### EXERCISE DESCRIPTION
Within the data that follows, set down exactly the lines from the one containing "drop a point: the terracotta roof tile" through the one containing "drop a point: the gray sky", both ends included.

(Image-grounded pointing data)
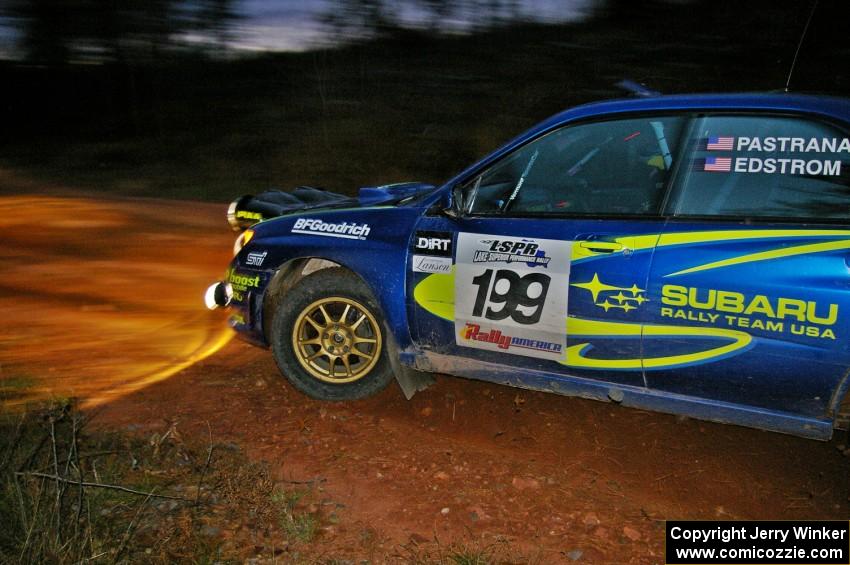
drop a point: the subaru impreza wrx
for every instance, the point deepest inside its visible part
(687, 254)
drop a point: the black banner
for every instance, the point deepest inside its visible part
(742, 542)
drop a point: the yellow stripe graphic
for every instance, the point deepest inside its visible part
(768, 255)
(435, 294)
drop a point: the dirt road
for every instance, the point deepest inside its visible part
(102, 300)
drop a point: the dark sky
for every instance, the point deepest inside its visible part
(293, 24)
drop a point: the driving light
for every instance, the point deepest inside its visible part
(218, 295)
(242, 240)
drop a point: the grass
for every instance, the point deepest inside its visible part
(297, 526)
(70, 495)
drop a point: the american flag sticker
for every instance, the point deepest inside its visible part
(720, 143)
(718, 164)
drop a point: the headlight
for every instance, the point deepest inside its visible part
(242, 240)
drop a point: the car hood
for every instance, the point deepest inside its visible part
(248, 210)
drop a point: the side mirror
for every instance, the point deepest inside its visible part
(453, 205)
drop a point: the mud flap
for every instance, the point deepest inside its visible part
(409, 380)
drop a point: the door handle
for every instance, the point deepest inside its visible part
(602, 246)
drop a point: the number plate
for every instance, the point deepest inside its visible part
(511, 294)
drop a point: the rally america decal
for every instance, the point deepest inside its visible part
(511, 294)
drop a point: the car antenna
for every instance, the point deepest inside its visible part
(637, 89)
(800, 45)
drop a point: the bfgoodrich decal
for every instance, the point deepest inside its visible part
(345, 230)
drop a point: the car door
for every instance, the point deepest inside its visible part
(752, 270)
(546, 267)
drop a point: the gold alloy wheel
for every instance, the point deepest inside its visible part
(337, 340)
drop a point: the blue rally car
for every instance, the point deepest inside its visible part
(687, 254)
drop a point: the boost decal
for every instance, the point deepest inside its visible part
(511, 294)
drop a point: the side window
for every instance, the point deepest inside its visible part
(617, 167)
(766, 166)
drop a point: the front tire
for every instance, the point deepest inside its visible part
(328, 337)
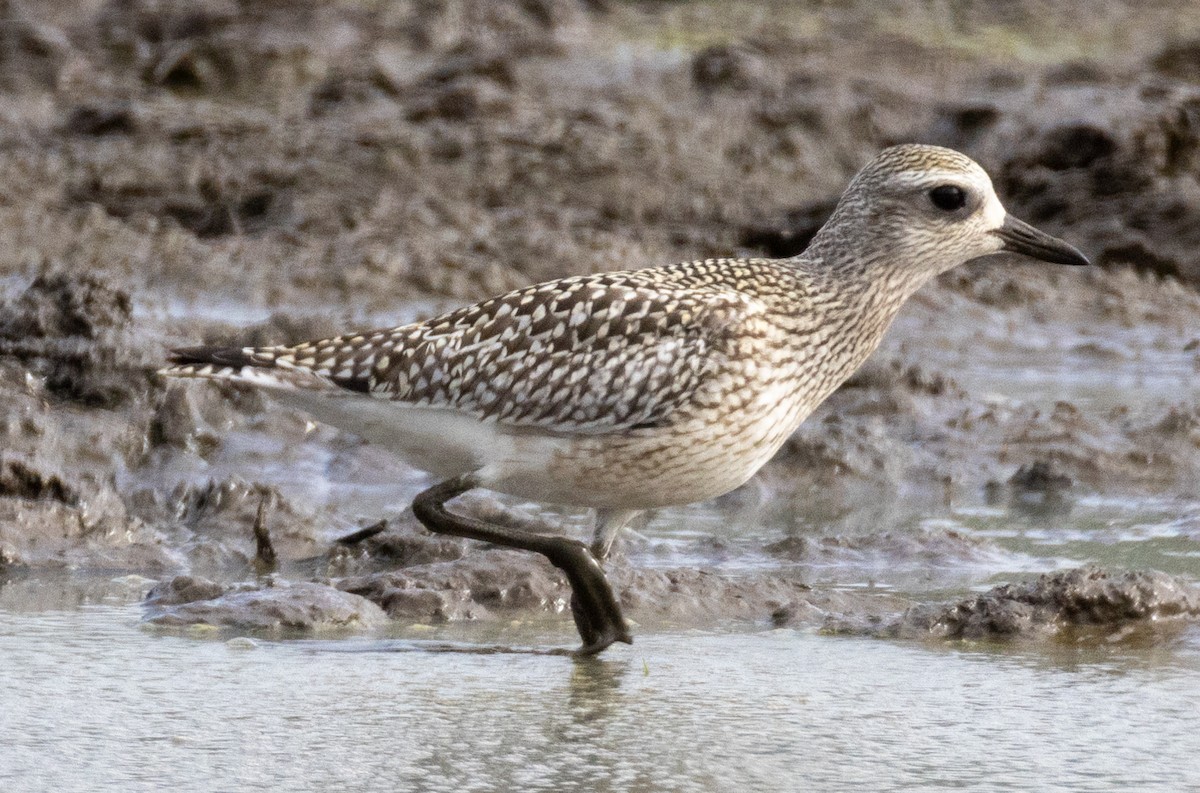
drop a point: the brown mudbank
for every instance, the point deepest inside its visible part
(282, 607)
(327, 161)
(72, 330)
(1086, 601)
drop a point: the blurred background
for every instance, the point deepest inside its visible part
(268, 172)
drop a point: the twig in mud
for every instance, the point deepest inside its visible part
(354, 538)
(264, 552)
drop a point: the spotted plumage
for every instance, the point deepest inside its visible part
(637, 389)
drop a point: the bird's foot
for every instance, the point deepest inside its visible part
(594, 605)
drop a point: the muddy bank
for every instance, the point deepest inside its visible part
(1081, 605)
(276, 173)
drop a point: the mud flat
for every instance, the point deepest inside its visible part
(283, 172)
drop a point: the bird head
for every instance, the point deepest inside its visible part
(929, 209)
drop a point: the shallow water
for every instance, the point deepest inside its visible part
(781, 710)
(93, 698)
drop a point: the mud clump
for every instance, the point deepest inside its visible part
(1036, 488)
(72, 329)
(1085, 602)
(298, 607)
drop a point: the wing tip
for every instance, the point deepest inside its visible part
(209, 354)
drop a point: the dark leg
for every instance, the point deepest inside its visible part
(595, 610)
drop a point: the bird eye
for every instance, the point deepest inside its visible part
(948, 198)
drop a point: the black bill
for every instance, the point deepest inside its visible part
(1021, 238)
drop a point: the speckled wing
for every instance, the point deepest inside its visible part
(598, 353)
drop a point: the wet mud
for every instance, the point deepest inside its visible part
(279, 172)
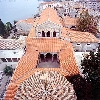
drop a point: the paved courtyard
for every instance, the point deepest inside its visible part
(4, 81)
(48, 64)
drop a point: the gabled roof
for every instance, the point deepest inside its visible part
(49, 14)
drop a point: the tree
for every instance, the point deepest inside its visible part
(8, 27)
(8, 70)
(87, 23)
(82, 87)
(2, 28)
(91, 71)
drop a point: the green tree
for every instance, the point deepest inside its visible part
(8, 70)
(87, 23)
(2, 28)
(8, 27)
(91, 70)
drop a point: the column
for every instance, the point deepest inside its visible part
(39, 59)
(6, 60)
(12, 60)
(52, 57)
(45, 57)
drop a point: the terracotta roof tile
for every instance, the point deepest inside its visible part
(27, 21)
(70, 21)
(77, 36)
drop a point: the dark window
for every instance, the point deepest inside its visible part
(9, 59)
(48, 34)
(43, 34)
(54, 34)
(14, 59)
(3, 59)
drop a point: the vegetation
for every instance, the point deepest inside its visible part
(87, 23)
(82, 87)
(5, 30)
(91, 70)
(8, 70)
(2, 28)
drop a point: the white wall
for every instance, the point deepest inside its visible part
(10, 54)
(83, 46)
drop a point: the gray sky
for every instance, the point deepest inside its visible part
(17, 9)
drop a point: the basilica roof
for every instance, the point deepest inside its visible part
(48, 14)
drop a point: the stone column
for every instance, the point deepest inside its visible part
(6, 60)
(12, 60)
(45, 57)
(39, 59)
(52, 57)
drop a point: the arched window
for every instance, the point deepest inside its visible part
(48, 34)
(42, 57)
(48, 57)
(43, 34)
(54, 34)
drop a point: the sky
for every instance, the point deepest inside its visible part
(11, 10)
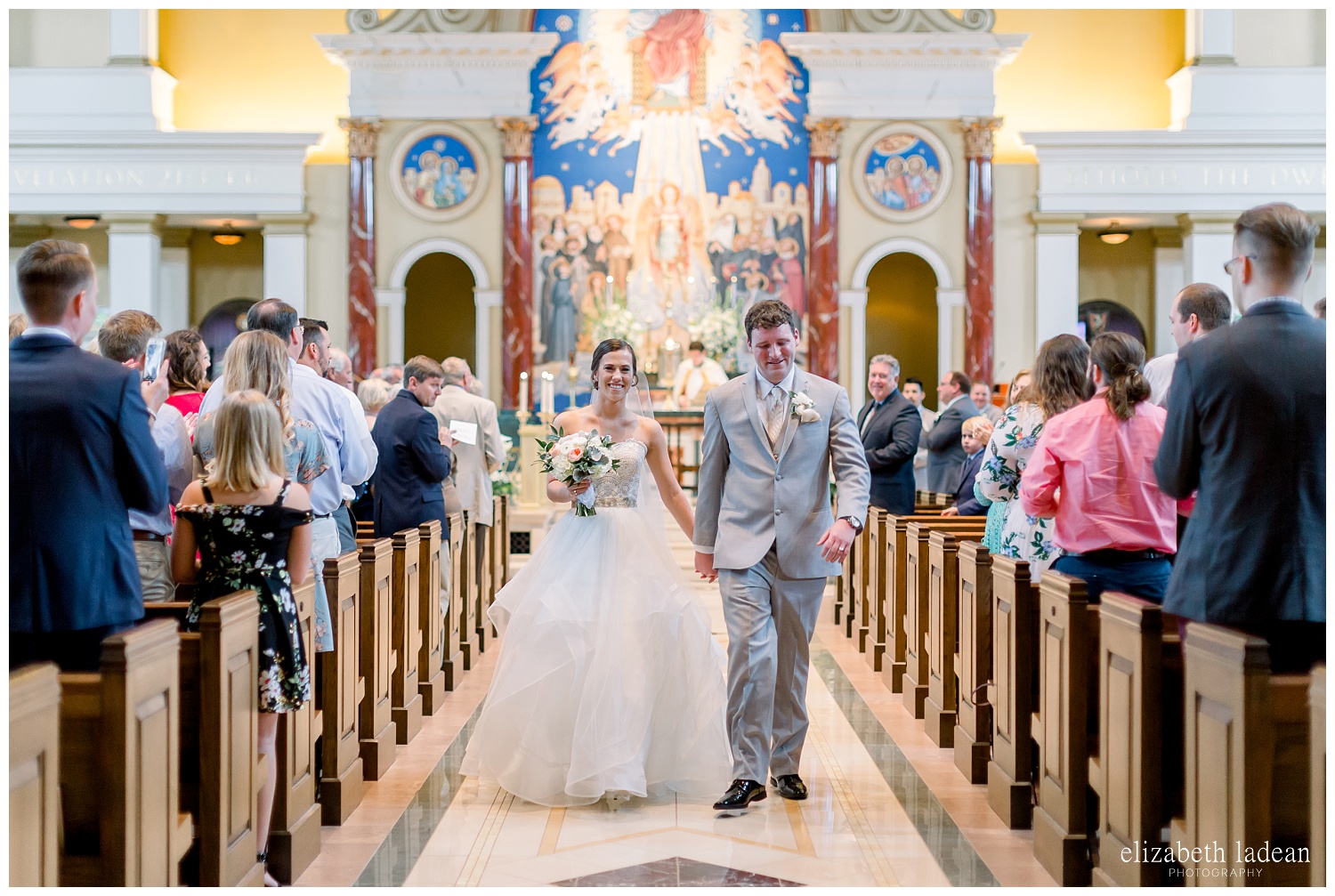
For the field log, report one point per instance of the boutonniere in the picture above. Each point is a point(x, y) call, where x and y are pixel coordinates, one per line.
point(804, 408)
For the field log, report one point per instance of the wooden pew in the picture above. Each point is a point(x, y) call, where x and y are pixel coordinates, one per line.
point(1068, 655)
point(339, 690)
point(34, 770)
point(1247, 762)
point(432, 656)
point(406, 639)
point(465, 588)
point(1015, 692)
point(376, 722)
point(294, 839)
point(1316, 698)
point(974, 663)
point(1137, 771)
point(119, 764)
point(943, 634)
point(457, 644)
point(219, 786)
point(916, 613)
point(876, 533)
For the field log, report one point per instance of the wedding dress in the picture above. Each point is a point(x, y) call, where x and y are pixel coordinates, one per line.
point(609, 677)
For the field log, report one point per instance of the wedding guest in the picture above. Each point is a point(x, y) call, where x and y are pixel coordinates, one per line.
point(974, 437)
point(125, 339)
point(414, 455)
point(1247, 432)
point(944, 455)
point(889, 426)
point(80, 457)
point(253, 530)
point(187, 370)
point(915, 391)
point(1092, 472)
point(1060, 382)
point(982, 397)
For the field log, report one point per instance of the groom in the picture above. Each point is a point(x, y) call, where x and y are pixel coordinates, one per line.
point(764, 529)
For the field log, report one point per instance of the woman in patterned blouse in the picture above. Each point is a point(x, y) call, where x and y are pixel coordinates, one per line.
point(1060, 382)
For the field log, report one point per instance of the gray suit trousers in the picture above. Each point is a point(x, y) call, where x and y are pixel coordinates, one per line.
point(771, 621)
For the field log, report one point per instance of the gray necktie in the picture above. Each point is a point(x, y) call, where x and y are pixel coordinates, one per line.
point(776, 405)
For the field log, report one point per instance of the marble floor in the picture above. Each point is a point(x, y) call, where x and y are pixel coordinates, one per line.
point(886, 808)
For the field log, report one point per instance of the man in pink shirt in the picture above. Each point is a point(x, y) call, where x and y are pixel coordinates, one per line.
point(1094, 471)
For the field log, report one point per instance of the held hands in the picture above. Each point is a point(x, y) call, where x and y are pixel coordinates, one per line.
point(705, 567)
point(836, 541)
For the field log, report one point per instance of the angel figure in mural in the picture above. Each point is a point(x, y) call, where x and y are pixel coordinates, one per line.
point(669, 232)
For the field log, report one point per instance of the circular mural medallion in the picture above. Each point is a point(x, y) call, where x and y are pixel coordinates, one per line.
point(902, 173)
point(438, 171)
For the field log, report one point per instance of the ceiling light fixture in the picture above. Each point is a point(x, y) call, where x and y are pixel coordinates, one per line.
point(1113, 235)
point(229, 235)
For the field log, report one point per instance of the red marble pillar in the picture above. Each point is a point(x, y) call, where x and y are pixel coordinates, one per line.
point(517, 262)
point(360, 243)
point(979, 349)
point(822, 258)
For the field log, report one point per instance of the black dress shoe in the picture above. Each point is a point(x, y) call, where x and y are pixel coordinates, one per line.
point(789, 787)
point(741, 795)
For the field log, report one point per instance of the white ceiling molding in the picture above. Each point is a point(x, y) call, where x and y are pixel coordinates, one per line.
point(413, 75)
point(902, 75)
point(1175, 171)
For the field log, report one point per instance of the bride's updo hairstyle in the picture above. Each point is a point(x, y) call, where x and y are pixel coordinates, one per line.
point(614, 344)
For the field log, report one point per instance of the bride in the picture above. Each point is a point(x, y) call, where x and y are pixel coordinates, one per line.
point(609, 682)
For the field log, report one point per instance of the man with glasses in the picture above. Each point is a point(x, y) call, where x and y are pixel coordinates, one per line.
point(1246, 430)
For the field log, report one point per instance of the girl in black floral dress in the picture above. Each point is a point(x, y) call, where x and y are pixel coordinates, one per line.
point(253, 530)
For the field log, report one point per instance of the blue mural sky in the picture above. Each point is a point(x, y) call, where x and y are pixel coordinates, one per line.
point(571, 163)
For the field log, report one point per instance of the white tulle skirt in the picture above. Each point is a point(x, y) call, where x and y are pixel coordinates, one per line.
point(609, 677)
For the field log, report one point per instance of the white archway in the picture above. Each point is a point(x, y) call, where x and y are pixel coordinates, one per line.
point(948, 296)
point(483, 298)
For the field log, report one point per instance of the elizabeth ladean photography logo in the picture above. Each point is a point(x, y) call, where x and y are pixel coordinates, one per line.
point(1212, 860)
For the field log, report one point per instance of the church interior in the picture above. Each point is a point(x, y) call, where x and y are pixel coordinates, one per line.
point(514, 186)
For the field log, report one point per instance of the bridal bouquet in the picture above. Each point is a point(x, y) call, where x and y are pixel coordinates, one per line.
point(574, 458)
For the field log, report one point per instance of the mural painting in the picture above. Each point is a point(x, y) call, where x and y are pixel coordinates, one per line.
point(669, 178)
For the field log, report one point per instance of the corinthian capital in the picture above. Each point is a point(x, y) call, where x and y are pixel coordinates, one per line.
point(362, 136)
point(979, 133)
point(517, 135)
point(824, 135)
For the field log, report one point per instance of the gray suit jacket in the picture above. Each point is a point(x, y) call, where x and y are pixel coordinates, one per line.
point(473, 464)
point(944, 452)
point(749, 498)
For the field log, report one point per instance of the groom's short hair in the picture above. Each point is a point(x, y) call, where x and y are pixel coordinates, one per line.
point(769, 314)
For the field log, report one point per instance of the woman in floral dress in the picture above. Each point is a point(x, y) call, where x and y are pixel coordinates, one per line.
point(253, 532)
point(1060, 382)
point(258, 360)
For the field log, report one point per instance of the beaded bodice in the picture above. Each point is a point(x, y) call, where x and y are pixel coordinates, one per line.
point(621, 487)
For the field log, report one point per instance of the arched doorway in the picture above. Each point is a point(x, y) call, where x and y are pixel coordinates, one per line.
point(902, 317)
point(440, 312)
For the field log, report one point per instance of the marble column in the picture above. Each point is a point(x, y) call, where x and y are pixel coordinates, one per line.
point(360, 242)
point(822, 258)
point(979, 349)
point(515, 266)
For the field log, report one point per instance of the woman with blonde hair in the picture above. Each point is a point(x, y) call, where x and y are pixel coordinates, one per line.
point(253, 532)
point(1092, 473)
point(1059, 382)
point(258, 360)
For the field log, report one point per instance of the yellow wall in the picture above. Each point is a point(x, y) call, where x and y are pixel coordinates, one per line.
point(1086, 69)
point(256, 69)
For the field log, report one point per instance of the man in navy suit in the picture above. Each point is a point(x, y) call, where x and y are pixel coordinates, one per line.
point(414, 455)
point(80, 457)
point(889, 424)
point(1246, 430)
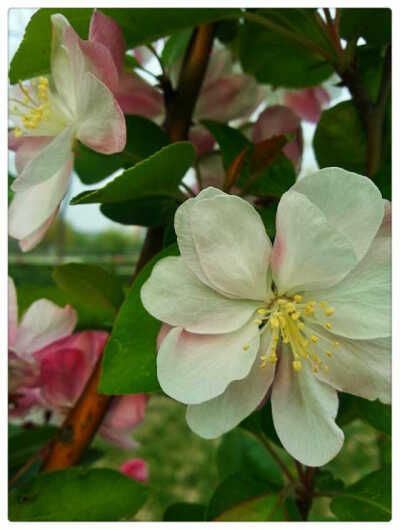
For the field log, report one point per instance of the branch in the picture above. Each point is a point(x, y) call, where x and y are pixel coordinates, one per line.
point(84, 419)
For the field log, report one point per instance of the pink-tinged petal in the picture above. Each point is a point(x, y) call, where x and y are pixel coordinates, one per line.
point(308, 252)
point(28, 243)
point(202, 140)
point(124, 414)
point(42, 324)
point(173, 294)
point(277, 120)
point(196, 368)
point(221, 414)
point(63, 375)
point(105, 30)
point(135, 96)
point(21, 403)
point(102, 123)
point(12, 312)
point(136, 468)
point(308, 103)
point(43, 163)
point(303, 412)
point(31, 208)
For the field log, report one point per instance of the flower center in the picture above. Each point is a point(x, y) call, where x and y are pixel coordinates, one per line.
point(34, 107)
point(288, 319)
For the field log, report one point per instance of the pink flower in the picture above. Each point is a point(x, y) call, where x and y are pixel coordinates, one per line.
point(42, 324)
point(136, 468)
point(106, 48)
point(276, 120)
point(307, 103)
point(48, 119)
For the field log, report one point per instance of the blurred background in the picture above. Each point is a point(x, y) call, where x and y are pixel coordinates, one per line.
point(183, 467)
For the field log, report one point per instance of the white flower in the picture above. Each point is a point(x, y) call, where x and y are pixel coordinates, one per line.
point(49, 115)
point(303, 319)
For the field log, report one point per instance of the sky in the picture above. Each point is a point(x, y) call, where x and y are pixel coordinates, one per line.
point(87, 218)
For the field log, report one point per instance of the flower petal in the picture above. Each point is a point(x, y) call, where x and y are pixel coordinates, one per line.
point(303, 412)
point(362, 300)
point(101, 122)
point(217, 416)
point(195, 368)
point(308, 252)
point(31, 208)
point(359, 367)
point(12, 312)
point(46, 162)
point(174, 295)
point(225, 244)
point(351, 203)
point(43, 323)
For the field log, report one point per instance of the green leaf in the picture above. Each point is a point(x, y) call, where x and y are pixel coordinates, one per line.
point(240, 451)
point(155, 177)
point(26, 442)
point(373, 24)
point(144, 138)
point(129, 362)
point(175, 47)
point(139, 26)
point(369, 499)
point(90, 285)
point(241, 498)
point(283, 61)
point(77, 495)
point(185, 511)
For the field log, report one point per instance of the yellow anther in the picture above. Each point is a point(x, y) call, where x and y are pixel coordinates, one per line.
point(296, 365)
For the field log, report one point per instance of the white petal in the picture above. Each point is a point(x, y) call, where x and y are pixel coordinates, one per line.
point(42, 324)
point(12, 312)
point(231, 246)
point(362, 300)
point(29, 242)
point(304, 411)
point(308, 252)
point(174, 295)
point(359, 367)
point(31, 208)
point(47, 162)
point(195, 368)
point(101, 121)
point(351, 203)
point(217, 416)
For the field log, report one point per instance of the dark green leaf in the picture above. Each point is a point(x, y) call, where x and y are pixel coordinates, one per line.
point(129, 363)
point(369, 499)
point(241, 498)
point(143, 139)
point(155, 177)
point(139, 26)
point(373, 24)
point(90, 285)
point(283, 61)
point(185, 511)
point(77, 495)
point(240, 451)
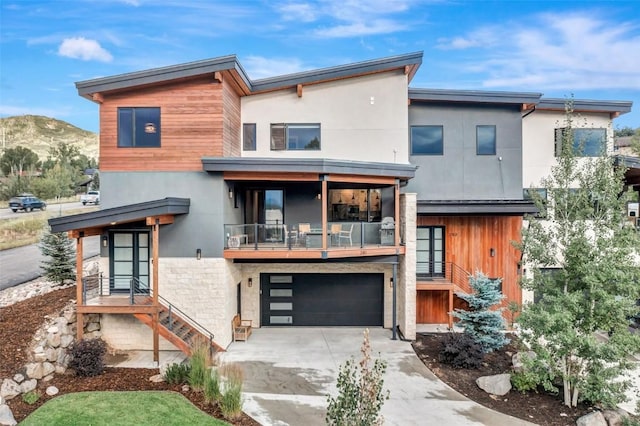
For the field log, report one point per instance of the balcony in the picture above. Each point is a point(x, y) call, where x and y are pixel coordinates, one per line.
point(310, 240)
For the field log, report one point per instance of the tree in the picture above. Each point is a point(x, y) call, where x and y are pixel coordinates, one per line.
point(582, 262)
point(58, 267)
point(17, 160)
point(360, 393)
point(485, 326)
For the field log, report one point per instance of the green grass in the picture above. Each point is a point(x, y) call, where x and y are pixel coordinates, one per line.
point(119, 408)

### EXERCISE ANSWER
drop a point: the terracotta roof tile
for every instance, the point deepest inside its visible part
(27, 21)
(70, 21)
(77, 36)
drop a point: the dark window
for every instance, the point deepest inside its visible part
(9, 59)
(48, 34)
(43, 34)
(54, 34)
(14, 59)
(3, 59)
drop a point: the vegetation
for every instance, the point deepest inside its visible part
(87, 23)
(82, 87)
(5, 30)
(91, 70)
(8, 70)
(2, 28)
drop a point: the white wall
for every instance, the point deepest inside its visible part
(10, 54)
(83, 46)
drop a point: the gray sky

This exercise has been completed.